**DIRECTIONS FOR THIS TASK**. Summarize the cable on Chad's missed 70 percent target in two sentences.

**SOURCE EXTRACT**.

════════════════

DE RUEHNJ #0531/01 1771522
ZNR UUUUU ZZH
R 261522Z JUN 07
FM AMEMBASSY NDJAMENA
TO RUEHC/SECSTATE WASHDC 5446
INFO RUEHAR/AMEMBASSY ACCRA 0510
RUEHDS/AMEMBASSY ADDIS ABABA 0949
RUEHDK/AMEMBASSY DAKAR 1334
RUEHKH/AMEMBASSY KHARTOUM 0469
RUEHLO/AMEMBASSY LONDON 1711
RUEHNR/AMEMBASSY NAIROBI 0723
RUEHNM/AMEMBASSY NIAMEY 2974
RUEHFR/AMEMBASSY PARIS 2203
RUEHYD/AMEMBASSY YAOUNDE 1573
RUCNDT/USMISSION USUN NEW YORK 0984
RUEHBS/USEU BRUSSELS
UNCLAS NDJAMENA 000531 

SIPDIS

SENSITIVE
SIPDIS

E.O. 12958: N/A
TAGS: ECON EFIN PREL CD
SUBJECT: CHAD MISSES 70 PERCENT TARGET BUT WORLD BANK STILL
HOPEFUL

REF: NDJAMENA 487

UNCLAS NDJAMENA 000531

SIPDIS

SENSITIVE
SIPDIS

E.O. 12958: N/A
TAGS: ECON EFIN PREL CD
SUBJECT: CHAD MISSES 70 PERCENT TARGET BUT WORLD BANK STILL
HOPEFUL

REF: NDJAMENA 487


1. (SBU) SUMMARY: The World Bank and IMF concluded two
weeks of meetings with the Chadian government June 24,
pleased with the participation of all ministries and
opennness of the process. They brought senior Chadian
officials, including military, together for the first time to
focus on budget discipline and the failure of the procurement
system. It is a given that Chad has failed to meet its
undertaking to commit 70 percent of all revenues to poverty
reduction, but the World Bank was hopeful that Chad
(particularly in view of the improved security situation)
would turn over a new leaf in spending discipline -- enough
to keep it on track for HIPC loans. END SUMMARY.


2. (SBU) To get a read-out on the just-concluded two-week
series of meetings between the Chadian government and
visiting World Bank and IMF teams, the Ambassador on June 24
met with World Bank oil expert Marie-Francoise Marie Nelly
and Resident Representative Geoffrey Bergen and on June 25
with IMF Resident Representative Wayne Camard.

════════════════

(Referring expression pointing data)
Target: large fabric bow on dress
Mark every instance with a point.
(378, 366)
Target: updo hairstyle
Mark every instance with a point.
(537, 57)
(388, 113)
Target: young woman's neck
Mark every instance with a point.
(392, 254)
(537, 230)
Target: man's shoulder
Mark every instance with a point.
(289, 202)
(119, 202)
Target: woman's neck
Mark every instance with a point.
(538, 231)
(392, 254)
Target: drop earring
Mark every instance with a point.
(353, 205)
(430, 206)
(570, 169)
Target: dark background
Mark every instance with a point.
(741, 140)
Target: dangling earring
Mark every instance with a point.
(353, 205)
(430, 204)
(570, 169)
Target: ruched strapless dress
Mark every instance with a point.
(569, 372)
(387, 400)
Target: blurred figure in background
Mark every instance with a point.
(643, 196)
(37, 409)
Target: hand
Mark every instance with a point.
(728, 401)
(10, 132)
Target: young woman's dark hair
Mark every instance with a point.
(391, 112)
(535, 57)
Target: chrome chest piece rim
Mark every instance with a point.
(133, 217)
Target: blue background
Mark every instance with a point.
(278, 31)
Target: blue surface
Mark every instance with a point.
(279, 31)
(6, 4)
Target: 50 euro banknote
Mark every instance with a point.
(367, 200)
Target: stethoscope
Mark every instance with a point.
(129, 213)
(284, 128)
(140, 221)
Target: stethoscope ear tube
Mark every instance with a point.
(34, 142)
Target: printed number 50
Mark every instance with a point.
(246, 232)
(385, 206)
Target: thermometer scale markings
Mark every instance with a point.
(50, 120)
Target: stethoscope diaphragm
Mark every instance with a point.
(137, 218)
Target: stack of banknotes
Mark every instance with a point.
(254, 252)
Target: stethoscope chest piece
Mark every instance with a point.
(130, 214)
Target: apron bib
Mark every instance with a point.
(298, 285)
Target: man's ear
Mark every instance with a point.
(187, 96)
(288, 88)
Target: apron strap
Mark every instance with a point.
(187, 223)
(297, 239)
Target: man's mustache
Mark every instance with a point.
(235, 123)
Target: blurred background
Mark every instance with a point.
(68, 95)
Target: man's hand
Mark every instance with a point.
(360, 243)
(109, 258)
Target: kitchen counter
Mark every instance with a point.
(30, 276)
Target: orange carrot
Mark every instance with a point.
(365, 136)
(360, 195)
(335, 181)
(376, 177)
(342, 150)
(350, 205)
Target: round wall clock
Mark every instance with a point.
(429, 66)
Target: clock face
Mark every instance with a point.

════════════════

**EXPECTED ANSWER**. The World Bank and IMF concluded two weeks of meetings with the Chadian government on June 24, pleased with the participation of all ministries and the openness of the process, and for the first time brought senior Chadian officials, including military, together to focus on budget discipline and the failure of the procurement system. Chad has failed to meet its undertaking to commit 70 percent of all revenues to poverty reduction, but the World Bank was hopeful that Chad would turn over a new leaf in spending discipline, enough to keep it on track for HIPC loans.